======== Given data ========

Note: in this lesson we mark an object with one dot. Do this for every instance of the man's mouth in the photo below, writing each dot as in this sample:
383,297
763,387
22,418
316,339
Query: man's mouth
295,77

========

Task description: Reproduce the material above verbatim, preserving every line and character without alteration.

Response to the exercise:
Note: in this lesson we mark an object with one dot. Do this for every instance of the man's mouth in the photo below, writing each dot as in this sample:
383,297
763,387
22,418
316,339
Query: man's mouth
295,77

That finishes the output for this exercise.